Stored entries
========

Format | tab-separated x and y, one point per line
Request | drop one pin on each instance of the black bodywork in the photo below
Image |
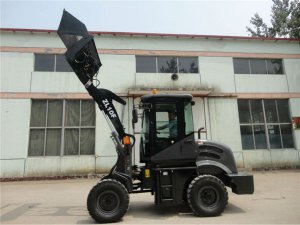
173	167
171	154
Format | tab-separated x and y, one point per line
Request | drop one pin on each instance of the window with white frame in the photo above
166	64
62	127
51	63
257	66
265	124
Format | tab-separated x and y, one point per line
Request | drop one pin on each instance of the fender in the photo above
203	163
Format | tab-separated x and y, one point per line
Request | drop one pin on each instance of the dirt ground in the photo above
276	201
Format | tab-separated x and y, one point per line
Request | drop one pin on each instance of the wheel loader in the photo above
177	167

========

Set the entries down again exactly. Do not include the images.

Format | tab-separated x and y, one point per line
Request | drop one pin on each instance of the black bodywork in the photo below
Image |
173	167
171	154
Format | tab-separated x and y, one point per line
Request | drop one pin on each instance of the window with white frame in the photo above
166	64
62	127
51	63
257	66
265	124
Format | tab-separated x and y, one point per line
Request | drop one pin on each instance of the fender in the photo above
203	163
Format | tab-separated x and y, one point per line
Request | drop one pin on each instance of the dirt ground in the photo above
276	201
Format | tab-separated x and y, one point per line
Request | drop one pin on each instance of the wheel loader in the photo above
177	167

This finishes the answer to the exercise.